**DATA EXTRACT**

▶

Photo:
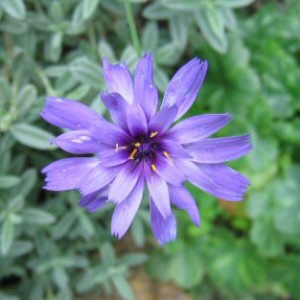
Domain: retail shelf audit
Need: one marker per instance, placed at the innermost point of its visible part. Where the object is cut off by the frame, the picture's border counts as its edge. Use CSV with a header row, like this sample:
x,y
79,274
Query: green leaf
x,y
105,50
64,225
168,54
212,26
7,234
20,248
187,5
26,97
228,17
161,79
60,278
157,11
86,224
179,30
150,36
8,181
266,237
89,7
88,72
138,232
133,259
123,287
187,268
15,8
32,136
234,3
37,216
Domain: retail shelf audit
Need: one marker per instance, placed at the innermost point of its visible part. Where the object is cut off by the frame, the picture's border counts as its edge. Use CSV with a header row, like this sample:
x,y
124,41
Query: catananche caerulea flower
x,y
141,148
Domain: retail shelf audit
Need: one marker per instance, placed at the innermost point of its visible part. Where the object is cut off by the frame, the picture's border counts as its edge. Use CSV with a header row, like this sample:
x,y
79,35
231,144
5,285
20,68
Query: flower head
x,y
141,148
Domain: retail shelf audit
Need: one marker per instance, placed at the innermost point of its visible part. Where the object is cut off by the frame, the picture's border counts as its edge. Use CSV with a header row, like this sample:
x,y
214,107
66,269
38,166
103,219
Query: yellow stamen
x,y
120,147
153,134
133,153
167,155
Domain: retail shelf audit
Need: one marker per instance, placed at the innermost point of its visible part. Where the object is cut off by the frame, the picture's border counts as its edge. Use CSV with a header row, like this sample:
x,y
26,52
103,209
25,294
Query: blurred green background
x,y
52,249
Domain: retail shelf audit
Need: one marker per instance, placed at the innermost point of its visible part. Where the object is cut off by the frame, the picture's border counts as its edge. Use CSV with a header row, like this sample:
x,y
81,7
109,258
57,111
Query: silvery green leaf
x,y
15,8
92,278
65,224
108,254
4,296
150,36
234,3
214,34
27,182
179,30
60,277
129,56
228,17
54,46
187,5
13,26
56,70
16,204
32,136
80,92
89,7
123,287
98,106
37,216
7,235
20,248
156,11
138,232
26,97
87,72
161,79
105,50
56,12
87,227
8,181
133,259
168,54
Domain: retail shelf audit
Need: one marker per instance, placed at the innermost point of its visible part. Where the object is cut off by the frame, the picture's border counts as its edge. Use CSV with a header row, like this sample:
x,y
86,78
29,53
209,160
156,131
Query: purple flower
x,y
141,148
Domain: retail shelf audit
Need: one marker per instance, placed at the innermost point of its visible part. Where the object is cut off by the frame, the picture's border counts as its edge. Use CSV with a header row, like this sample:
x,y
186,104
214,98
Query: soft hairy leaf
x,y
32,136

◀

**REQUIREMENT**
Return every line in the listing above that contains the string "Query".

**WRITTEN RESPONSE**
Query: green leaf
Query: catananche caerulea flower
Query: flower head
Query: yellow stamen
Query: blurred green background
Query: silvery green leaf
Query: purple flower
Query: soft hairy leaf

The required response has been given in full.